Task item. Read the entries below and pull out each line with the string "hand".

Given data.
● ● ●

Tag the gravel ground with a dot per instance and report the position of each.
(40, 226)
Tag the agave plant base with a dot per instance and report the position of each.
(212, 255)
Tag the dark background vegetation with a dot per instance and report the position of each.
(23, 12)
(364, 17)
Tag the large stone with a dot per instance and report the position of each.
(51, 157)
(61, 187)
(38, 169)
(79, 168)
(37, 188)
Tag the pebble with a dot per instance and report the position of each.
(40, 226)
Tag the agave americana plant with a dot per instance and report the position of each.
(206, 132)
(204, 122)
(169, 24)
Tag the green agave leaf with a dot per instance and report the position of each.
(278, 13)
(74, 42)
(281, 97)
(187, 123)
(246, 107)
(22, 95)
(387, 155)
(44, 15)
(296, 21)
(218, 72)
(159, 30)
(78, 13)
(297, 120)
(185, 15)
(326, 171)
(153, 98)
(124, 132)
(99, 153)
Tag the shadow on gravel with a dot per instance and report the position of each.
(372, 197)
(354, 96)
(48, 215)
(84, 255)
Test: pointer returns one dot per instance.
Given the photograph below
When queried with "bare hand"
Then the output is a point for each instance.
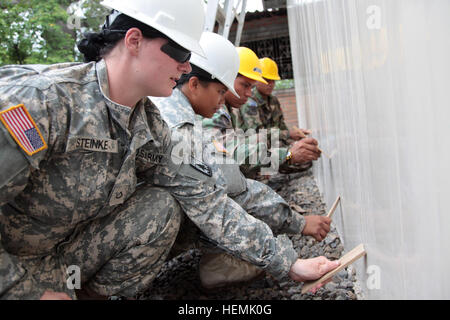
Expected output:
(317, 227)
(312, 269)
(305, 150)
(50, 295)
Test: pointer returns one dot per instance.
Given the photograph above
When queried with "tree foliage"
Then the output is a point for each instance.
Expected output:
(45, 32)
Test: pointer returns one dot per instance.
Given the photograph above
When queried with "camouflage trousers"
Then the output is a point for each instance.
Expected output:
(118, 254)
(259, 200)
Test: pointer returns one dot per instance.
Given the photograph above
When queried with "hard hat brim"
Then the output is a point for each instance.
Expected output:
(272, 77)
(253, 77)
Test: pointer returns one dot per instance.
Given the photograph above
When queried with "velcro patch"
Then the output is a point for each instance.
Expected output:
(92, 144)
(23, 129)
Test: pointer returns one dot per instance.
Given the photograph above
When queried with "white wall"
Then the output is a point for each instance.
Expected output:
(376, 94)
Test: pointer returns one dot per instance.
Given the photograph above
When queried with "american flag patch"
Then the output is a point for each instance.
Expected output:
(23, 129)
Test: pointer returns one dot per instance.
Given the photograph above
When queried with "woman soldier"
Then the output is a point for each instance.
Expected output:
(202, 92)
(72, 215)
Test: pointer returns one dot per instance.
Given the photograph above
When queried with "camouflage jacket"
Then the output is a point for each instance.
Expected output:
(80, 161)
(260, 113)
(250, 149)
(219, 217)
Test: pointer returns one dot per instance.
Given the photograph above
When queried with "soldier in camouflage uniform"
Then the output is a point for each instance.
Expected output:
(195, 93)
(71, 155)
(263, 111)
(75, 139)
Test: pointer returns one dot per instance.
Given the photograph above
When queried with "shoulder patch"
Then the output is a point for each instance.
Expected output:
(23, 129)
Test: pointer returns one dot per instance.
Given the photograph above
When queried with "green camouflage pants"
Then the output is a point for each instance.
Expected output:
(118, 254)
(258, 200)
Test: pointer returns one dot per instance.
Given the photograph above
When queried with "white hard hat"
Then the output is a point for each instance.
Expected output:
(180, 20)
(222, 59)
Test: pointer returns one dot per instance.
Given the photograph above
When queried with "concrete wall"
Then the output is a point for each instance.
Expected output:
(372, 80)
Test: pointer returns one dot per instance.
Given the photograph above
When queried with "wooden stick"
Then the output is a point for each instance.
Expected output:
(333, 208)
(304, 136)
(346, 260)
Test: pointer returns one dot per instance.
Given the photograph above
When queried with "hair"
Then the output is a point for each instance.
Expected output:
(204, 77)
(97, 45)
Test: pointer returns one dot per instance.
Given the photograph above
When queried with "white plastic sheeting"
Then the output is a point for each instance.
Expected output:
(373, 83)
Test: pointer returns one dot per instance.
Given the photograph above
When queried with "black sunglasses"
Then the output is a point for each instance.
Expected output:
(176, 52)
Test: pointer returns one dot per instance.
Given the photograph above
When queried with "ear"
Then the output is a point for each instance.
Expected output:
(133, 40)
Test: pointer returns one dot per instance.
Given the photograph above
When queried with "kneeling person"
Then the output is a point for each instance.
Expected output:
(202, 92)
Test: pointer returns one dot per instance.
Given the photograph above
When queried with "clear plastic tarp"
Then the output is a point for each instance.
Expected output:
(372, 81)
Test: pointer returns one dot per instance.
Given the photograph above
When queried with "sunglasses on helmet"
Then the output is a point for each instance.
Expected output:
(176, 52)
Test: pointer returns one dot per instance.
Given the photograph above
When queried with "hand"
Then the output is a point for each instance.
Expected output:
(312, 269)
(317, 227)
(305, 150)
(50, 295)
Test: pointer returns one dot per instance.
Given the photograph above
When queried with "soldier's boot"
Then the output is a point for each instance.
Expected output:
(219, 270)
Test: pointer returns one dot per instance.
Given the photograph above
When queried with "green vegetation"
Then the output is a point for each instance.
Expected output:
(36, 31)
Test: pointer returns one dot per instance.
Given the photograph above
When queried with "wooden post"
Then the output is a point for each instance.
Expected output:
(346, 260)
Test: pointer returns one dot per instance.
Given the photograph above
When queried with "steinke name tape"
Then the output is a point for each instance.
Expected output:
(23, 129)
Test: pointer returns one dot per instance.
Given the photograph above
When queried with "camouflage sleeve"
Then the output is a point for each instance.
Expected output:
(10, 271)
(254, 153)
(279, 121)
(221, 219)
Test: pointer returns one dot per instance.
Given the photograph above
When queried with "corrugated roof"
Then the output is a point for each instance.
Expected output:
(265, 14)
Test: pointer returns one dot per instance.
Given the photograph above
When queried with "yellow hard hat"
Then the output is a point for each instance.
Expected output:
(250, 66)
(269, 69)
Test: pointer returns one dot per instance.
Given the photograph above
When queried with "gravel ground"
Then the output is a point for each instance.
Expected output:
(178, 278)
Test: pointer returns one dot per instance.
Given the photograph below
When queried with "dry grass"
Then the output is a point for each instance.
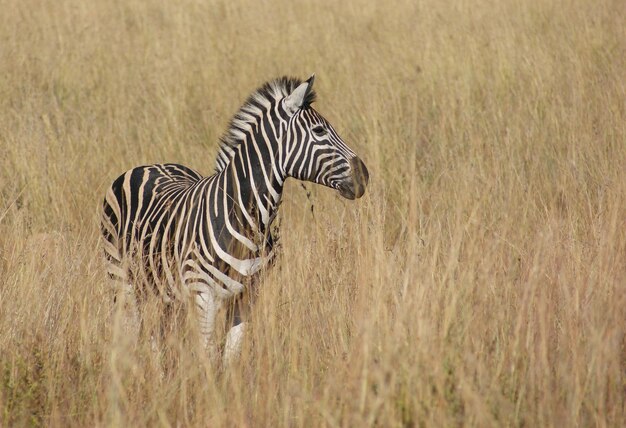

● ● ●

Finished exercise.
When queried with "bare hand"
When queried with "hand"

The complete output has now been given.